Starting from the line that contains "TARGET = wooden stick", reproduce each line exactly through the end of the material, and include no other lines.

____________

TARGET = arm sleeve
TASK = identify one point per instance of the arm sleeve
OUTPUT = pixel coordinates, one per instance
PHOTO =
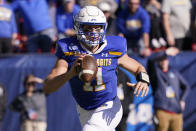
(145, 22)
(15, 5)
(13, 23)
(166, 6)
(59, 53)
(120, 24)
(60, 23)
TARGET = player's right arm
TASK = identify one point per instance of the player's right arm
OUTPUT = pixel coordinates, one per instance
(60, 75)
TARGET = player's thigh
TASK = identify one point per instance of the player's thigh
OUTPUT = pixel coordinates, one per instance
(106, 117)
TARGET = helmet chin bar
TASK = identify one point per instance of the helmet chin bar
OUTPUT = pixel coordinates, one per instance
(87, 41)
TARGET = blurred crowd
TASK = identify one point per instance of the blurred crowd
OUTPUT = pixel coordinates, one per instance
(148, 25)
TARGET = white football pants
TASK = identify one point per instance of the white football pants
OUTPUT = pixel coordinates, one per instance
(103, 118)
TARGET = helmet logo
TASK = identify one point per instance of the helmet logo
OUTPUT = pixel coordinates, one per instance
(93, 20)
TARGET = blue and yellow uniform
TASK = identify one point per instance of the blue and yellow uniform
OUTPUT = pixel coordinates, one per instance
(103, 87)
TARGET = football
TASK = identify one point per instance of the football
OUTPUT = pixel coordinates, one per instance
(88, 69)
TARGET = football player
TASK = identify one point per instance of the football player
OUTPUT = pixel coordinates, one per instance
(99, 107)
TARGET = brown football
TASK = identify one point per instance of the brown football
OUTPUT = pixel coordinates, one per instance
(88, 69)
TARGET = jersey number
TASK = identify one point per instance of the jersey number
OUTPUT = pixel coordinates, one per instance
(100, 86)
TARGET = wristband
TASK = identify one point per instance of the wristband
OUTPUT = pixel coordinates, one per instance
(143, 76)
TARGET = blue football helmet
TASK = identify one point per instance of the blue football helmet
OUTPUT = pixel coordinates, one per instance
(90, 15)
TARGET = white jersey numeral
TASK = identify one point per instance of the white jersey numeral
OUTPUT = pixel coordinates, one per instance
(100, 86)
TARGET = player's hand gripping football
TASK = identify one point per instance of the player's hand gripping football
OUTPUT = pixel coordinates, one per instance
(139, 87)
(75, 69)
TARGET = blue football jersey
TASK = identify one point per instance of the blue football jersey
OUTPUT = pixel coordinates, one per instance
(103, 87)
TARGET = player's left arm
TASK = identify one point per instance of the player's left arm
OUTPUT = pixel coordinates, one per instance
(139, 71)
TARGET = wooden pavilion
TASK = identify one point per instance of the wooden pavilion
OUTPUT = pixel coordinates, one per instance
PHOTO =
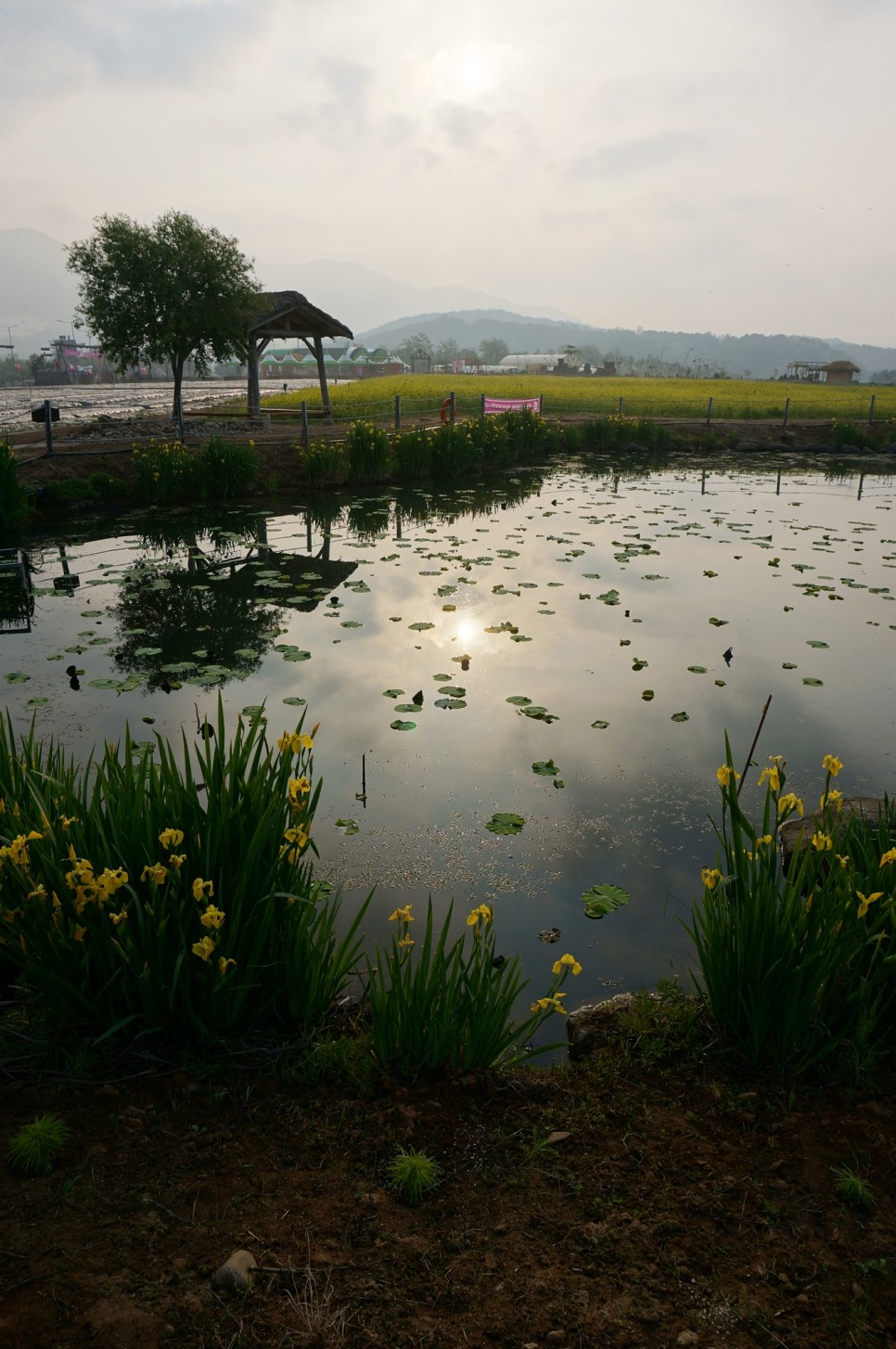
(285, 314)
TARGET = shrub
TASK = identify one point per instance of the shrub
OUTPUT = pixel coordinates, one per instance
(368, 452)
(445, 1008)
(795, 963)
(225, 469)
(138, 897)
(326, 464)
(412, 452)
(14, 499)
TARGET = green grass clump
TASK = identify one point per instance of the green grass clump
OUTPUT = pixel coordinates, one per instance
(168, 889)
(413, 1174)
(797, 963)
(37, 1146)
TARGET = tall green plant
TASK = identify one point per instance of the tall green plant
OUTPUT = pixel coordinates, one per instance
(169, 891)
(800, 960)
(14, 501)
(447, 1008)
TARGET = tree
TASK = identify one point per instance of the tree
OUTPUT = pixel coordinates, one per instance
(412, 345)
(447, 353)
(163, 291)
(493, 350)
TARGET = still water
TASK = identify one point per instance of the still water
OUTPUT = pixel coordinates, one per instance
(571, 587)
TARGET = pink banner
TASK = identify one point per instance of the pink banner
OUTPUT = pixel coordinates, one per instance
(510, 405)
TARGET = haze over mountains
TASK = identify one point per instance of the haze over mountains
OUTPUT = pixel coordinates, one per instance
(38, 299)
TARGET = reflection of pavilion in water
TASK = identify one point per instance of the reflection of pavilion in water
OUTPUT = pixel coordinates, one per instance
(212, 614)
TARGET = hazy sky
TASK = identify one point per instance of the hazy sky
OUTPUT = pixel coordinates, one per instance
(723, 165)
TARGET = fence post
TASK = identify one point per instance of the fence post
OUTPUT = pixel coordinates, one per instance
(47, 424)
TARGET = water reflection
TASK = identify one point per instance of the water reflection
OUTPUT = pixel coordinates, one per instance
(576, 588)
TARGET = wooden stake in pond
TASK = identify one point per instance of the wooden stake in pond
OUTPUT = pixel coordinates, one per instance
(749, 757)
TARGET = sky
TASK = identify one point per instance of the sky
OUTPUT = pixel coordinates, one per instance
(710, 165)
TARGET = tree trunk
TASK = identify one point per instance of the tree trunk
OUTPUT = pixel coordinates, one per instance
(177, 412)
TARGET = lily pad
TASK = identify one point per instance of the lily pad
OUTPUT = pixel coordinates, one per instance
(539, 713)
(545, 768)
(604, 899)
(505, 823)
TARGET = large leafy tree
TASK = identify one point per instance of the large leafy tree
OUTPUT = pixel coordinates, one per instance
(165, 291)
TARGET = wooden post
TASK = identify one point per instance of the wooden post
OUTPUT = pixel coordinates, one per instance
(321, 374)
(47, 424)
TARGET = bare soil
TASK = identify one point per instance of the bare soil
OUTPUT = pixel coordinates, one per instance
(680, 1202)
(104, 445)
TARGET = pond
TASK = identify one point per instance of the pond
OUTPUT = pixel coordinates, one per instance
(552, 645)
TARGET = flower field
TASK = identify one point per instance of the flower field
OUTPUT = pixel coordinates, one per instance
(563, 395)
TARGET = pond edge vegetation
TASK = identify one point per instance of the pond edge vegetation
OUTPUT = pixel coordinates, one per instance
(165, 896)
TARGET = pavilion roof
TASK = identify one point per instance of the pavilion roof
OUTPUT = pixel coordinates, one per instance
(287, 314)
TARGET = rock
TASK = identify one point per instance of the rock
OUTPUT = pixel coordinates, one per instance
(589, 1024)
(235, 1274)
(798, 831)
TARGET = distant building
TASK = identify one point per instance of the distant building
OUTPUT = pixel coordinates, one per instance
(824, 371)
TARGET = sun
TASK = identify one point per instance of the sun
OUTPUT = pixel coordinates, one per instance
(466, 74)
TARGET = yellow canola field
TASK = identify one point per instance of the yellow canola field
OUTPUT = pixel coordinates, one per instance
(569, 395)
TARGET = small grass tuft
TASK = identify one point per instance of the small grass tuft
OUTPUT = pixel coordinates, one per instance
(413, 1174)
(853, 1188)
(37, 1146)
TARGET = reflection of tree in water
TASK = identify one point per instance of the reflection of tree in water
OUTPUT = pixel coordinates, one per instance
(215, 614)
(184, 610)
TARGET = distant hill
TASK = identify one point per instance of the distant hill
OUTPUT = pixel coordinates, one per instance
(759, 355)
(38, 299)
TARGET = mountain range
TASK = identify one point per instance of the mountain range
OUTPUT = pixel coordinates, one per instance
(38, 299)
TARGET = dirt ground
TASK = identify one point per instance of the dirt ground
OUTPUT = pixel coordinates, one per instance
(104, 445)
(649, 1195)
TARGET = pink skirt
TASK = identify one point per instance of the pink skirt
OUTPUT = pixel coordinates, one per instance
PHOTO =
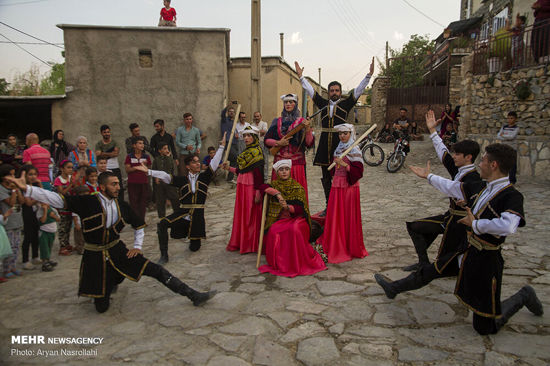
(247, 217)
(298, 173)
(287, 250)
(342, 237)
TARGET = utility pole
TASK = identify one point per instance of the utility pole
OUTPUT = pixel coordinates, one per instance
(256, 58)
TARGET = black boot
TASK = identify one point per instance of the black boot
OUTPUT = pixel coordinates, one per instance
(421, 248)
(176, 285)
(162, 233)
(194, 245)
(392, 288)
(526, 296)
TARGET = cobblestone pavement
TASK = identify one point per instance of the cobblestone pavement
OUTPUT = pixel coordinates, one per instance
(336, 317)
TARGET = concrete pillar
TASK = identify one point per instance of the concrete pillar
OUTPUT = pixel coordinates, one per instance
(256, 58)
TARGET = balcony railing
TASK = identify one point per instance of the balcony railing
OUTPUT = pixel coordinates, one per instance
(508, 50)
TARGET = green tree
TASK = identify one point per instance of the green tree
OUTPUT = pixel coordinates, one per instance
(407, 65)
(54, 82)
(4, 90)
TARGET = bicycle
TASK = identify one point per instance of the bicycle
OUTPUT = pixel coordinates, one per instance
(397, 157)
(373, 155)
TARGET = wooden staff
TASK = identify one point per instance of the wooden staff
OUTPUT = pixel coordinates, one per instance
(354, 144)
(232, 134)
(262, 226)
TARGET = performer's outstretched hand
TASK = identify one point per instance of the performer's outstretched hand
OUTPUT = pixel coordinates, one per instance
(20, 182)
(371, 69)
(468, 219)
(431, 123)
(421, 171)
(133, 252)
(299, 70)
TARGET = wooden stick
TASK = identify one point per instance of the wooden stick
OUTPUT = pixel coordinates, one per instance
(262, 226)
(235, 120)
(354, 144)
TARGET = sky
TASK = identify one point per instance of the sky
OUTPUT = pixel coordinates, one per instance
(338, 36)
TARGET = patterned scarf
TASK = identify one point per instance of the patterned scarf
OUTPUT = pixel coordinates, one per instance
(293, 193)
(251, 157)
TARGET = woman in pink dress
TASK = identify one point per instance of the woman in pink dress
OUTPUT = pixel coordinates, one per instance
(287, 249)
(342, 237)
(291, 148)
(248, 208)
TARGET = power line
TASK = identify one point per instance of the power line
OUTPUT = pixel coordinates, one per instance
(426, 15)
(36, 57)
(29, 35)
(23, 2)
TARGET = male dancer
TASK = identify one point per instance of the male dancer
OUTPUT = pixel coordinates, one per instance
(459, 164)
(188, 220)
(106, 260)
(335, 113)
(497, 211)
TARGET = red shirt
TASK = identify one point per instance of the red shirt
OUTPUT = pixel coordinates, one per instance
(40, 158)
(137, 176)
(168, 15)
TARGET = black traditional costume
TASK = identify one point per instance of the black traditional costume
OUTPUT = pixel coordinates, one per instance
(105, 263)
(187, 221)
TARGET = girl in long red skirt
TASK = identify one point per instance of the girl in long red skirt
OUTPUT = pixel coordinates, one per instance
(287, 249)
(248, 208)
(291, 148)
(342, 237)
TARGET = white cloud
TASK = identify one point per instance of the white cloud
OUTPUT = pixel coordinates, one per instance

____________

ANSWER TO THIS EXERCISE
TARGET = wooden stick
TASK = identify one point per instance of the wooden stick
OUTPUT = pixel coordinates, one per instance
(262, 226)
(235, 120)
(354, 144)
TARGET = sky
TASK = identify one point per instance of the sky
OUTPUT = pixel coordinates, one per instance
(338, 36)
TARGET = patterned scarf
TASK = identify one point per instance of the patterned scarf
OUTPUT = pixel coordinates, one per instance
(293, 193)
(251, 157)
TARGET = woman in pink dress
TASK = identify one point per instance of the woman in pink dress
OUTPUT = pixel coordinates, one per instance
(287, 249)
(342, 237)
(291, 148)
(248, 208)
TARGET = power line
TASK = identify one point per instance of the power line
OUTPUT = pixel coordinates, one per instance
(426, 15)
(36, 57)
(29, 35)
(23, 2)
TARGET = male dancer
TASK = identify one point per instance of the male dancer
OUTPUT = pixel coordinates, one per instance
(459, 164)
(188, 220)
(106, 260)
(335, 113)
(497, 211)
TARGET = red shirt
TASK = identify one point per instance of the red shirt
OUTPUT = pixel coordinates, one per instance
(40, 158)
(137, 176)
(168, 15)
TARGET = black traditional costume
TASK = identify one point per instance of the black traditional costume
OUTPUT = pixel coordinates, one per instance
(105, 263)
(187, 221)
TARGET = girl in long red skirt
TASK = identify one point per instance of the girl in long red skirt
OUTPUT = pixel coordinates, one per instance
(287, 249)
(248, 208)
(291, 148)
(342, 237)
TARGET = white cloud
TASK = identify one point per instance of the white cloud
OUTPUT = pixel coordinates, one per instance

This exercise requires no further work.